Segment Start: Excerpt provided

Of all the sexes that roam the earth, as George Ade said, least modest, I think, is the feminine. In any public restaurant, women at table will take, from the omnipresent trunklet, lipstick, rouge, and powder puff, and, without pudency, go through all the business of make-up or, if you will, beautification. It has been my desire, always thus far suppressed, to take from my pocket a shaving kit, dip the brush in the water tumbler, and shave at the table. In lieu of doing it, I hereby offer the idea (50-50) to a writer of stage sketches.
Well, some of my best friends are women, and while I never have heard one say, “If I had as many pockets in a dress as you have in your suit, I wouldn’t have to carry this unwieldy thing,” it is sound stuff. The 1942 suit that I am wearing now has five pockets in the pants, five in the vest, and five in the coat. Let’s see.
In the coat I have toothpicks, a nail file, a card a man from Sacramento gave me (“Be sure to look me up if you ever get there”); a quarter, three dimes, four nickels, twelve cents, and a few mills received in Oklahoma. Also four cigars, four match safes, one Parker fountain pen, two pencils, a pair of glasses, four unanswered letters, a checkbook, and a card from the tailor that hereafter coat hangers will be charged for at one cent until returned.
In the vest a calendar notebook, two match safes, a pencil, three unpaid bills, a No. 12 pill that I forgot to turn in in the last Kelly pool game, a beautiful photograph of our beautiful children, and a report card of one of them.
In the pants: one key envelope with four keys; one Pullman receipt stub, now thrown away; three onedollar bills; a wallet containing money, insurance cards, hospitalization card, receipt from the Fairfield County Farm Bureau, operator’s license, gas ration book, Army registration card (always carry this, it said), a picture of my daughter with a dog; two handkerchiefs — and that is absolutely all.
I shouldn’t like to be quoted, but, just as there is no doubt that women dress more rationally than men, so it also is indubitable that their handbag business is more sensible and concentrated than our having so many pockets that we could play a pool ball into each one. Women aren’t so foolish as they seem — at least in this one particular.

Segment End: Excerpt provided

> _How to complete this task_
Transcribe the portion of the essay on pockets and handbags starting at "Of all the sexes" and ending at "of stage sketches.".

Segment Start: Excerpted records

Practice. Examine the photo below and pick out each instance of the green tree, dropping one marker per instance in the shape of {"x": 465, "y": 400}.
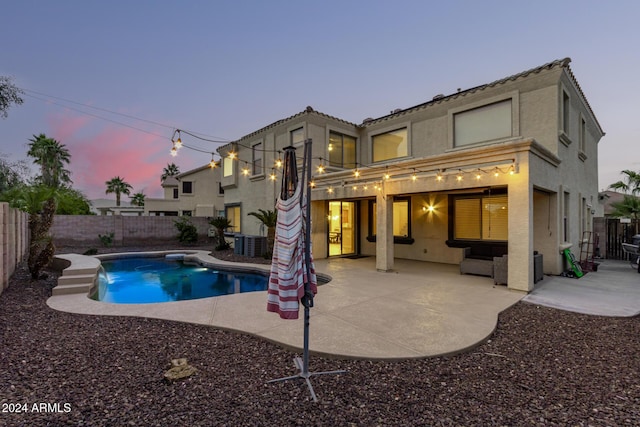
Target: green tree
{"x": 118, "y": 186}
{"x": 39, "y": 201}
{"x": 171, "y": 170}
{"x": 12, "y": 174}
{"x": 72, "y": 202}
{"x": 270, "y": 219}
{"x": 631, "y": 183}
{"x": 220, "y": 224}
{"x": 9, "y": 94}
{"x": 138, "y": 199}
{"x": 51, "y": 156}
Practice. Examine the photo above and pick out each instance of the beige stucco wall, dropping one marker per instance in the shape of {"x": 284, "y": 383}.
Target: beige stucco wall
{"x": 553, "y": 175}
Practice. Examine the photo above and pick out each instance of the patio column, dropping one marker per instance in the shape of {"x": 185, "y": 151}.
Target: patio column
{"x": 520, "y": 262}
{"x": 384, "y": 233}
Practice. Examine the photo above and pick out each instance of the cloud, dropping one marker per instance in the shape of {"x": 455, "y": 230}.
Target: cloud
{"x": 99, "y": 153}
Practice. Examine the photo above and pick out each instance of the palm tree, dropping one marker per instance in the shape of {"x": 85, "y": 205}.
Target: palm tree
{"x": 39, "y": 201}
{"x": 629, "y": 207}
{"x": 138, "y": 199}
{"x": 270, "y": 220}
{"x": 632, "y": 184}
{"x": 51, "y": 156}
{"x": 118, "y": 186}
{"x": 170, "y": 170}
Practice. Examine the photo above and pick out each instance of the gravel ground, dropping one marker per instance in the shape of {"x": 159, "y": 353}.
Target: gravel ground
{"x": 541, "y": 367}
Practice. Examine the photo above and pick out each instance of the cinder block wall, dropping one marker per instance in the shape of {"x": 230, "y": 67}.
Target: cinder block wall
{"x": 14, "y": 241}
{"x": 84, "y": 230}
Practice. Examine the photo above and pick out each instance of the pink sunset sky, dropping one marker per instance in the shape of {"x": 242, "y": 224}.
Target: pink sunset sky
{"x": 230, "y": 68}
{"x": 100, "y": 153}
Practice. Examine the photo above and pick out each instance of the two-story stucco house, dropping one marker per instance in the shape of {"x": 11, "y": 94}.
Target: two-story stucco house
{"x": 194, "y": 193}
{"x": 506, "y": 168}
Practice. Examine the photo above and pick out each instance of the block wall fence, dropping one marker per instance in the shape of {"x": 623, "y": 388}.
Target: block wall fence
{"x": 84, "y": 230}
{"x": 14, "y": 241}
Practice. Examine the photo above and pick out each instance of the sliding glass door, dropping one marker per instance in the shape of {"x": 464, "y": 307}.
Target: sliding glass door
{"x": 342, "y": 228}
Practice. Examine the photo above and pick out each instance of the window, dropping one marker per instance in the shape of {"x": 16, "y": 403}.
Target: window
{"x": 233, "y": 214}
{"x": 227, "y": 166}
{"x": 390, "y": 145}
{"x": 297, "y": 136}
{"x": 484, "y": 123}
{"x": 256, "y": 159}
{"x": 342, "y": 150}
{"x": 583, "y": 135}
{"x": 481, "y": 218}
{"x": 566, "y": 112}
{"x": 401, "y": 218}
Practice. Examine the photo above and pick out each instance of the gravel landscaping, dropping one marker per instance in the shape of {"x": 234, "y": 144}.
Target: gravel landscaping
{"x": 540, "y": 367}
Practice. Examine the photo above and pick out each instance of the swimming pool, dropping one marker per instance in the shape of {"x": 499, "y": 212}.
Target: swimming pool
{"x": 151, "y": 280}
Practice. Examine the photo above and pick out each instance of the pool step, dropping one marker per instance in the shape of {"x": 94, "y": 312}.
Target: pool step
{"x": 77, "y": 288}
{"x": 76, "y": 279}
{"x": 79, "y": 275}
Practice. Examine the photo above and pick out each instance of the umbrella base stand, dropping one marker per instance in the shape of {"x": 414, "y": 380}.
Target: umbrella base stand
{"x": 305, "y": 375}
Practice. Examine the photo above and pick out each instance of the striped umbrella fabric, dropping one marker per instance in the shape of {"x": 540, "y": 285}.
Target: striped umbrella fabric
{"x": 288, "y": 274}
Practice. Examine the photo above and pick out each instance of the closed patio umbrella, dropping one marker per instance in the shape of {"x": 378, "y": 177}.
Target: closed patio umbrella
{"x": 292, "y": 279}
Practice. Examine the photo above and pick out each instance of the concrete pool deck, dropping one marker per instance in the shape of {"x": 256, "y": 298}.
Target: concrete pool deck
{"x": 420, "y": 309}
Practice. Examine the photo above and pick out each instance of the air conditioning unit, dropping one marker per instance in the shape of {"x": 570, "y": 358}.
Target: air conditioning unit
{"x": 255, "y": 246}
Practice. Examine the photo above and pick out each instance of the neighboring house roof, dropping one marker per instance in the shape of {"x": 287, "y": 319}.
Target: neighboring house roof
{"x": 308, "y": 110}
{"x": 608, "y": 198}
{"x": 192, "y": 171}
{"x": 170, "y": 181}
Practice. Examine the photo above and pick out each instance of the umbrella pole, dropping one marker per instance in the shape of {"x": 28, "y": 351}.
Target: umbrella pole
{"x": 307, "y": 299}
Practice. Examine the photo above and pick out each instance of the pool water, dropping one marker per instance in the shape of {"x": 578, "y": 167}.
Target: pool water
{"x": 150, "y": 280}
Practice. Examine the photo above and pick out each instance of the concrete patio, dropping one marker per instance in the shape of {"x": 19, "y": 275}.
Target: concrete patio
{"x": 419, "y": 310}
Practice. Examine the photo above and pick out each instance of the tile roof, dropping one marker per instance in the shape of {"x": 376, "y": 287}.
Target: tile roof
{"x": 563, "y": 63}
{"x": 307, "y": 111}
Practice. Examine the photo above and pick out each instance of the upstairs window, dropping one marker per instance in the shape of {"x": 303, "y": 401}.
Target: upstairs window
{"x": 232, "y": 213}
{"x": 256, "y": 159}
{"x": 481, "y": 218}
{"x": 227, "y": 166}
{"x": 342, "y": 150}
{"x": 390, "y": 145}
{"x": 566, "y": 112}
{"x": 297, "y": 136}
{"x": 485, "y": 123}
{"x": 583, "y": 135}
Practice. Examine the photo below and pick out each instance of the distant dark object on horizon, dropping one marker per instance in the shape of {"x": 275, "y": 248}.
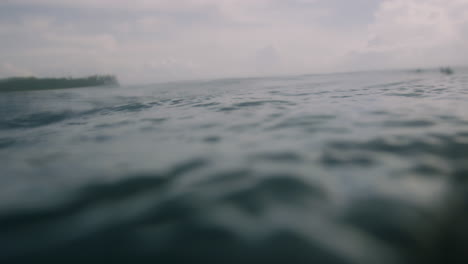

Segment End: Excerpted records

> _Solution for this problem_
Of all the sexes that roam the earth, as George Ade said, least modest, I think, is the feminine. In any public restaurant, women at table will take, from the omnipresent trunklet, lipstick, rouge, and powder puff, and, without pudency, go through all the business of make-up or, if you will, beautification. It has been my desire, always thus far suppressed, to take from my pocket a shaving kit, dip the brush in the water tumbler, and shave at the table. In lieu of doing it, I hereby offer the idea (50-50) to a writer of stage sketches.